Exercise objective: Can you copy out the listing below word for word, leaving out the pictures?

Dataset:
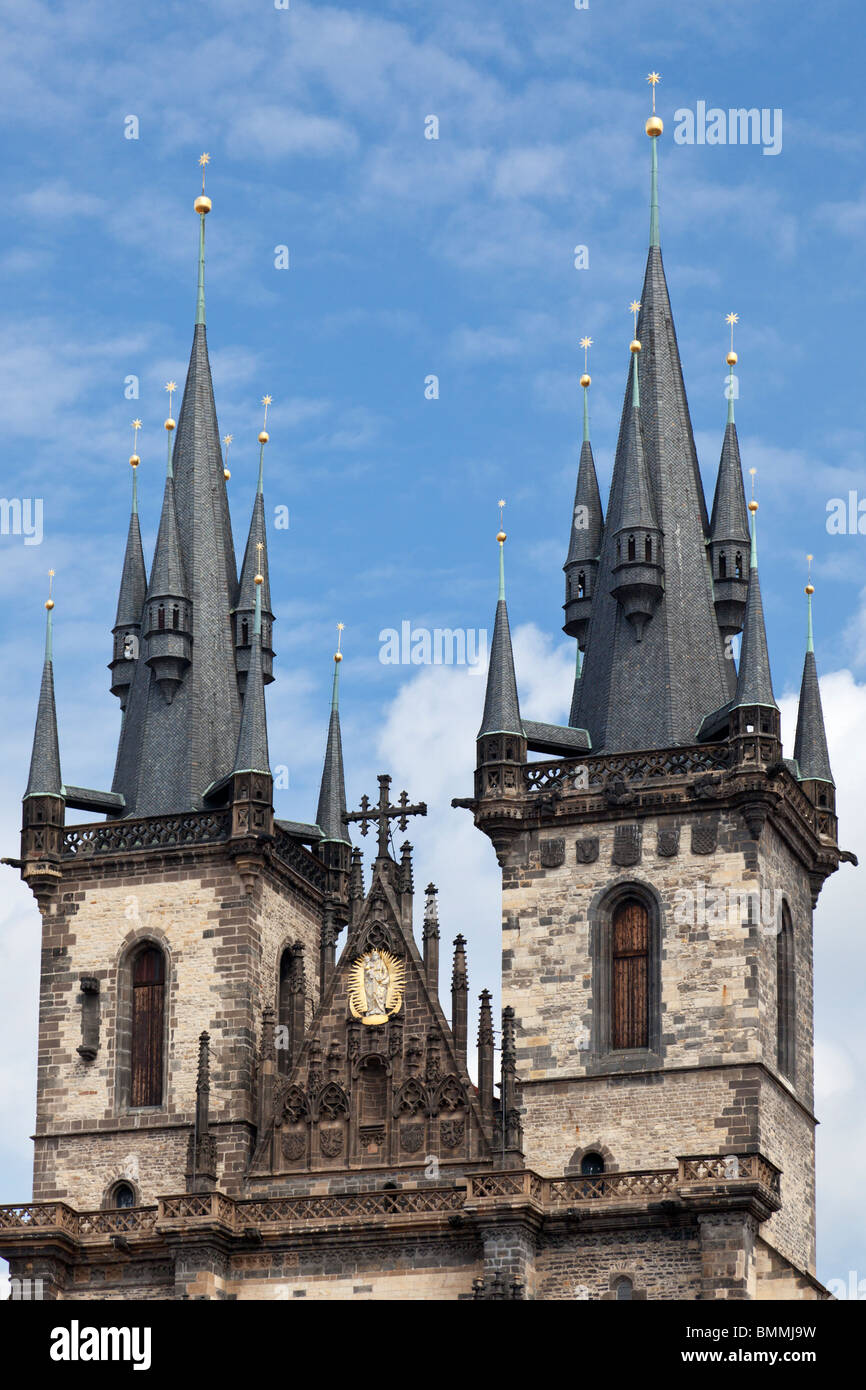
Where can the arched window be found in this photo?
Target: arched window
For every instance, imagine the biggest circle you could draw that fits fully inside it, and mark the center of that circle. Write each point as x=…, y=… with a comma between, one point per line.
x=284, y=1008
x=630, y=976
x=148, y=1026
x=786, y=1001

Result of this task:
Where can the arched window be found in this photo?
Target: arched window
For every instance, imagine the biggest circle you could draw that fits fully inside it, and mark the center of that circle. Write each point as x=…, y=… with a comma between, one point per line.
x=284, y=1008
x=630, y=976
x=148, y=1026
x=786, y=1001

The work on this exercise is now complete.